_Exercise description_:
In full and without error, repeat the entries below.

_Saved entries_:
"""
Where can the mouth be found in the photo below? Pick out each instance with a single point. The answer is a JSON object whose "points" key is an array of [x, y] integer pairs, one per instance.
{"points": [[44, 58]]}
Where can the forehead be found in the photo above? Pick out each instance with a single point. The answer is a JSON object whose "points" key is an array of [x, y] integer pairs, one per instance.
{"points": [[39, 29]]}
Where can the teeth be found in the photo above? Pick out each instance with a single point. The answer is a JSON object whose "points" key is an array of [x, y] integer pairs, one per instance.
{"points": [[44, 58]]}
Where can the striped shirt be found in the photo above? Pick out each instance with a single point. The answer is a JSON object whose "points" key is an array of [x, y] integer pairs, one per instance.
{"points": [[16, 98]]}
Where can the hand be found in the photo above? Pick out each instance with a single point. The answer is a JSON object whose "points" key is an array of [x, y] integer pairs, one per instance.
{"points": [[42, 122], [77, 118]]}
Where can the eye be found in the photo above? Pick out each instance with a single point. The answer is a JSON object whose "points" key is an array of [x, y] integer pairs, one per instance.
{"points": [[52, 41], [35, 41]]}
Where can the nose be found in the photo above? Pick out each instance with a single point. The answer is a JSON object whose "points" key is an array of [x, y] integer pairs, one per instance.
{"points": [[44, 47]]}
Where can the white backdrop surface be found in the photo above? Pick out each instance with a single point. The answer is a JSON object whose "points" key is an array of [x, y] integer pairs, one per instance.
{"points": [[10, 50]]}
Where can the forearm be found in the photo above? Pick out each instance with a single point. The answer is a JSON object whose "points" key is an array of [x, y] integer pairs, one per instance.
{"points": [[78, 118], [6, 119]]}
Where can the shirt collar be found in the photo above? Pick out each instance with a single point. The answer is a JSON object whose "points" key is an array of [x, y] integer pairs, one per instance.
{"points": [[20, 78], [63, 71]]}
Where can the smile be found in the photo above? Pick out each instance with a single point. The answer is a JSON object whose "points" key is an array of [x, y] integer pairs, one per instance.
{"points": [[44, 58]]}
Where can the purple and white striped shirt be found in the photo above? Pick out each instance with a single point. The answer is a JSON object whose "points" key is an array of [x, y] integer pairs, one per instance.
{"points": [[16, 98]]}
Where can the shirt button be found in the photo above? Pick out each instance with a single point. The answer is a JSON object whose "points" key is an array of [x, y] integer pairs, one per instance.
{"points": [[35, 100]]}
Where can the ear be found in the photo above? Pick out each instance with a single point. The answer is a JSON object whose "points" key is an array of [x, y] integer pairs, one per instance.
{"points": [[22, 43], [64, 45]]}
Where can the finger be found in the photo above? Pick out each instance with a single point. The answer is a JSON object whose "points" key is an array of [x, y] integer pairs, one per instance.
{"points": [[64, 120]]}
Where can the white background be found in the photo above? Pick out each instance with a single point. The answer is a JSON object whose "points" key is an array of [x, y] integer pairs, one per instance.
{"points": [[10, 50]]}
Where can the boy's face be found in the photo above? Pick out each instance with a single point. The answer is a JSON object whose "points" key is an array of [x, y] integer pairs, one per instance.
"""
_Exercise answer_:
Where can the mouth be found in the photo below? Pick out each instance with a single point. The answer is a JSON object whose "points" key is an array of [x, y] integer pairs, one per instance.
{"points": [[44, 58]]}
Where can the forehead be found in the photo above? Pick out each instance with a single point. The answer is a JSON object whose "points" key is an array of [x, y] integer pairs, one per instance.
{"points": [[39, 29]]}
Where can the teeth be found in the photo above? Pick out each instance with a single point. The answer is a JSON object whose "points" key is an array of [x, y] integer pairs, one per instance.
{"points": [[44, 58]]}
Where can the striped shirt be found in the photo above? Pick out each instance with a single point. The answer is a JSON object whose "points" key is an array of [x, y] integer pairs, one per instance.
{"points": [[16, 98]]}
Where can the hand be found in the photo above? Pick out each instance with a single point. The answer is a JSON object whose "points" key is an array of [x, y] integer pairs, one per instance.
{"points": [[42, 122], [77, 118]]}
Where can the eye be found in the photo above? Pick out each instance with a single point. The answer is a JSON object whose "points" key is an array of [x, y] integer pairs, one per instance.
{"points": [[52, 41], [35, 41]]}
Where can the nose be found in the photo above? Pick out each instance with a single point. The answer is a JSON object whose "points" key is an array of [x, y] integer pairs, one per instance.
{"points": [[44, 47]]}
Where can the white backdrop surface be found in the photo above? Pick out each instance with a single point. The answer is a JSON object whose "points" key is an array of [x, y] integer pairs, one per instance.
{"points": [[10, 50]]}
Where can the forearm be found in the photo above? Pick out each instance with a single point. The answer is a JSON object whose "points" key is an array of [x, y] integer pairs, one per instance.
{"points": [[78, 118], [6, 119]]}
Where can the shirt collar be found in the photo above? Pick out each instance with a single point. The answer is a JSON object whose "points" key is an array of [x, y] integer pairs, one per instance.
{"points": [[20, 78], [63, 71]]}
Where can the smile be found in the photo above? Pick out each instance with a single point. The answer is a JSON object whose "points" key is an array of [x, y] integer pairs, one per instance.
{"points": [[44, 58]]}
Where can the purple and white striped shirt be found in the photo above? Pick out each instance with a single point. The answer is a JSON object whose "points" key is an array of [x, y] integer pairs, one per instance.
{"points": [[16, 98]]}
Where can the shirt button be found in the photo above? Pick out each instance with a single point. The answer is a JSON object whose "points" key is an array of [x, y] integer pairs, one per instance.
{"points": [[35, 100]]}
Where can the ear be found in the photo above? Pick out each instance with a single point. The answer is a JSON object whose "points" key is an array of [x, y] integer pairs, one per instance.
{"points": [[22, 43], [64, 45]]}
Where can the finger be found in the photo above? Pick out each instance with a single point. The answer is a JSON object whose "points" key is an array of [x, y] integer pairs, one per instance.
{"points": [[64, 120]]}
Where can the white background be found in the photo above? Pick out each instance with a single point. The answer is a JSON object whose "points" key is an array of [x, y] integer pairs, one per instance.
{"points": [[10, 50]]}
Where can the boy's face be found in the photo above? Pick out each instance with a single point. The answer is a JSON object whose "points" key is an array of [x, y] integer pairs, one per instance.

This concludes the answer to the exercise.